Rescale the material from its start through the line containing "[281,0,347,146]", both ends included. Reproduce every line, lookup lines too, with each bounding-box coordinate in the answers multiplied by 1.15 and rounded to a whole number, halves rounded up, and leave the pictures out.

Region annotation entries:

####

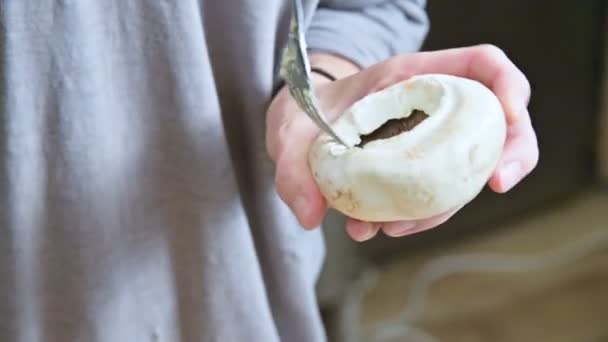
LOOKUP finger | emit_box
[382,206,463,237]
[346,218,381,242]
[275,114,327,229]
[378,44,530,124]
[488,112,539,193]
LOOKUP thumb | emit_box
[275,114,327,229]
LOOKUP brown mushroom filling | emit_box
[357,109,429,147]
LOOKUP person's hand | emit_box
[266,45,539,241]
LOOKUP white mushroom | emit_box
[309,74,506,222]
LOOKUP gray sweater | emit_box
[0,0,427,342]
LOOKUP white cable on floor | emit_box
[341,229,608,342]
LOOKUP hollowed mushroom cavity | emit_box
[356,109,429,148]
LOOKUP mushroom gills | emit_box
[356,109,429,148]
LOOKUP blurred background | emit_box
[319,0,608,342]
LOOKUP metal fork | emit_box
[281,0,347,146]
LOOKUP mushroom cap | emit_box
[309,74,507,222]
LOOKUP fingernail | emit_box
[353,222,374,241]
[499,161,522,191]
[384,222,416,237]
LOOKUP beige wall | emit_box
[598,9,608,184]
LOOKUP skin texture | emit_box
[266,45,539,241]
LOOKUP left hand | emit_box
[266,45,539,241]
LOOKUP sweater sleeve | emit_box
[306,0,429,68]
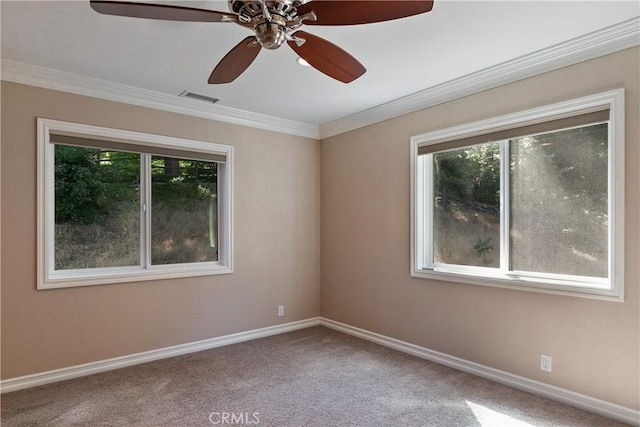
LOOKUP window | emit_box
[411,90,624,300]
[38,119,233,289]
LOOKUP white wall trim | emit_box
[0,317,640,425]
[320,317,640,425]
[320,17,640,139]
[1,17,640,139]
[2,58,319,139]
[0,317,320,393]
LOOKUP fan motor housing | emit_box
[229,0,305,49]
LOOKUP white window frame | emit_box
[37,118,233,289]
[410,89,625,301]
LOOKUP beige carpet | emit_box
[1,327,623,427]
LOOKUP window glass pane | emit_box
[433,143,500,267]
[510,123,608,277]
[54,145,140,270]
[151,156,218,265]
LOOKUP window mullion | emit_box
[420,154,435,266]
[140,154,151,269]
[500,140,511,274]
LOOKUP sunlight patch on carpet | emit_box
[466,400,535,427]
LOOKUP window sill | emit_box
[411,268,624,302]
[38,263,233,290]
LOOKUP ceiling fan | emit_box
[90,0,433,84]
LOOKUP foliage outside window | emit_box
[412,91,624,299]
[38,119,232,289]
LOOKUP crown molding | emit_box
[320,17,640,139]
[2,58,319,139]
[2,17,640,139]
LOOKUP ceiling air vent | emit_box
[178,90,220,104]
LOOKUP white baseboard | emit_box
[0,317,640,425]
[320,317,640,425]
[0,317,320,393]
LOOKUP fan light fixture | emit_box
[90,0,433,84]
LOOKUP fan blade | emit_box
[287,31,367,83]
[209,36,262,84]
[298,0,433,25]
[91,0,238,22]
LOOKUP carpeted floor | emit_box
[1,327,623,427]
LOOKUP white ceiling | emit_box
[1,0,640,130]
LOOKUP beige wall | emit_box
[321,48,640,409]
[1,82,320,379]
[1,48,640,409]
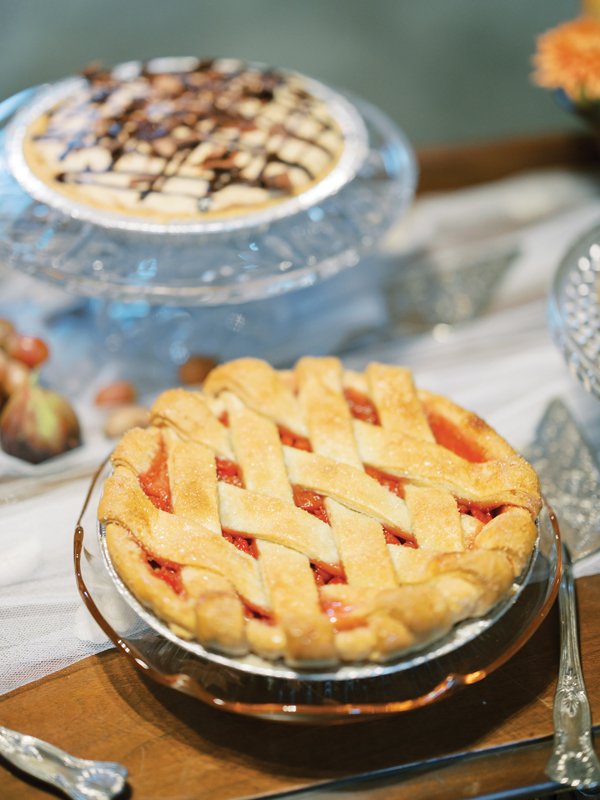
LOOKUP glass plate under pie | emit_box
[0,59,417,304]
[548,219,600,398]
[8,58,368,233]
[76,359,558,717]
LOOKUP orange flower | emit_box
[533,17,600,105]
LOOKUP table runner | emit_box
[0,167,600,693]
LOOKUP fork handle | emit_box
[546,548,600,788]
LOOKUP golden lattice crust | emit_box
[99,358,540,666]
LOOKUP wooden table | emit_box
[0,134,600,800]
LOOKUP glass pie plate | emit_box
[74,456,561,723]
[548,224,600,398]
[0,59,416,304]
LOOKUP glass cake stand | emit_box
[74,456,561,723]
[548,224,600,398]
[0,78,417,382]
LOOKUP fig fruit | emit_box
[0,376,81,464]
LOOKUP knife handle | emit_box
[546,546,600,789]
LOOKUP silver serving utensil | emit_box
[0,726,127,800]
[527,400,600,789]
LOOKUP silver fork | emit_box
[0,726,127,800]
[527,400,600,789]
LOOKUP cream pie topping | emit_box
[24,59,344,221]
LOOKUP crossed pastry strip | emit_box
[99,358,540,666]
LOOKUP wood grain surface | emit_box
[0,577,600,800]
[417,132,600,193]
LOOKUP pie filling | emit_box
[344,388,381,425]
[138,436,173,514]
[365,465,404,498]
[216,456,244,489]
[278,425,312,453]
[141,539,185,595]
[427,412,487,464]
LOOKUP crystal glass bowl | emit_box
[548,224,600,398]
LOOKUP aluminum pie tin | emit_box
[6,57,369,235]
[97,520,540,683]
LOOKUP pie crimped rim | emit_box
[99,358,540,669]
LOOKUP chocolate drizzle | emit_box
[32,60,342,213]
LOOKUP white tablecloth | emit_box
[0,173,600,692]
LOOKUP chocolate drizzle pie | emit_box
[25,59,344,220]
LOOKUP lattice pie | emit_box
[99,358,540,666]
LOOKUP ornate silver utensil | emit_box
[0,726,127,800]
[527,400,600,789]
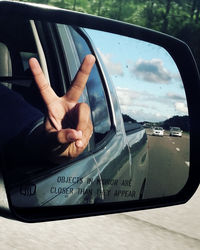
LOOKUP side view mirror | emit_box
[0,1,200,222]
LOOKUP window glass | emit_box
[70,28,111,143]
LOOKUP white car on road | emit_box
[169,127,183,137]
[152,127,164,136]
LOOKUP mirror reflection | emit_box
[0,17,189,207]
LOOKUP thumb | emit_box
[58,129,82,146]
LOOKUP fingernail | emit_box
[67,134,75,141]
[77,130,83,137]
[76,140,83,148]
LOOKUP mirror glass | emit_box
[0,17,190,207]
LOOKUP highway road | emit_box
[144,130,190,198]
[0,130,200,250]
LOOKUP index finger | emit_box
[29,58,58,105]
[64,55,95,102]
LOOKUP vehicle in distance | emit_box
[152,127,164,136]
[169,127,183,137]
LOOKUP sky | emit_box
[86,29,188,122]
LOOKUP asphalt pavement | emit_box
[144,131,190,198]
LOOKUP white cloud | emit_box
[174,102,188,114]
[131,58,172,84]
[98,49,124,76]
[116,87,139,106]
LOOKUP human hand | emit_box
[29,55,95,158]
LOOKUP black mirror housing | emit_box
[0,1,200,222]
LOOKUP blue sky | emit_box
[86,29,188,122]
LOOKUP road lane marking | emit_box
[185,161,190,167]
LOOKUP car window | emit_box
[63,27,111,144]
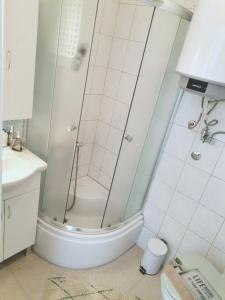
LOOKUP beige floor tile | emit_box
[130,275,162,300]
[0,247,161,300]
[0,270,28,300]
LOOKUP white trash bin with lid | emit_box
[140,238,168,275]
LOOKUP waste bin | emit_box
[140,238,168,275]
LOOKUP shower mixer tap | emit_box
[201,119,219,143]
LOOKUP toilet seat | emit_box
[161,255,225,300]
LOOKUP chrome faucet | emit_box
[201,119,218,143]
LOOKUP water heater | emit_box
[177,0,225,97]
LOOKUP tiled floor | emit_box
[0,247,161,300]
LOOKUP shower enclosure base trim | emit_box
[34,215,143,269]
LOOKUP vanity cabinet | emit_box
[0,173,41,261]
[3,0,39,120]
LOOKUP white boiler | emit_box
[177,0,225,96]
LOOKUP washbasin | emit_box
[2,147,47,188]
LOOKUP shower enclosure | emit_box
[27,0,191,267]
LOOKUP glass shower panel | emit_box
[123,20,189,221]
[30,0,98,222]
[27,0,62,207]
[103,9,183,227]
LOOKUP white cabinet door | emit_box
[4,190,39,259]
[3,0,39,120]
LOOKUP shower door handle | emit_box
[66,124,78,132]
[124,134,134,143]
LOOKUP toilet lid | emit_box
[162,255,225,300]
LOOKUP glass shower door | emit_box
[36,0,98,222]
[103,10,188,227]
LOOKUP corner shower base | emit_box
[34,215,143,269]
[66,176,109,228]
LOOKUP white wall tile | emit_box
[109,38,128,71]
[117,73,137,105]
[112,102,129,130]
[104,69,121,99]
[91,144,105,169]
[80,121,97,144]
[78,143,93,166]
[177,165,209,201]
[190,205,224,243]
[188,135,224,173]
[114,4,136,39]
[159,216,185,248]
[144,204,165,234]
[155,153,184,188]
[147,179,174,212]
[201,177,225,217]
[77,165,88,177]
[168,192,197,226]
[88,165,100,181]
[106,127,123,154]
[174,92,202,128]
[95,35,112,67]
[213,149,225,181]
[99,96,115,124]
[213,223,225,252]
[124,41,144,75]
[101,0,119,36]
[207,247,225,273]
[164,125,195,160]
[130,6,153,43]
[102,150,117,176]
[98,172,112,189]
[91,66,106,94]
[82,95,102,121]
[179,231,210,256]
[90,33,99,65]
[85,66,94,94]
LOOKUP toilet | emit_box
[161,255,225,300]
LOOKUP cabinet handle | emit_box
[7,205,11,219]
[6,50,11,70]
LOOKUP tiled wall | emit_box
[174,0,198,11]
[138,93,225,271]
[79,0,151,188]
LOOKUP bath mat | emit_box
[43,277,141,300]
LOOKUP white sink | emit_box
[2,147,47,188]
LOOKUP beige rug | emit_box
[43,277,140,300]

####

Solution for this exercise →
LOOKUP finger | emit_box
[439,237,532,273]
[398,251,438,278]
[316,131,376,263]
[435,51,610,143]
[561,129,620,222]
LOOKUP thumb | emit_box
[316,131,376,263]
LOOKUP brown mushroom filling | emit_box
[411,125,493,169]
LOOKUP person's hand | emit_box
[306,52,620,277]
LOOKUP white mushroom | emit_box
[355,85,582,255]
LOOKUP gray sweater | emit_box
[0,0,491,393]
LOOKUP white cable on floor | emit_box
[392,263,699,393]
LOOKUP hollowed mushroom cavity | emit_box
[409,125,493,170]
LOOKUP mushroom gills | emit_box
[409,125,493,170]
LOOKUP blurred background | emit_box
[367,0,699,393]
LOOKUP metal fork | emit_box
[323,0,399,168]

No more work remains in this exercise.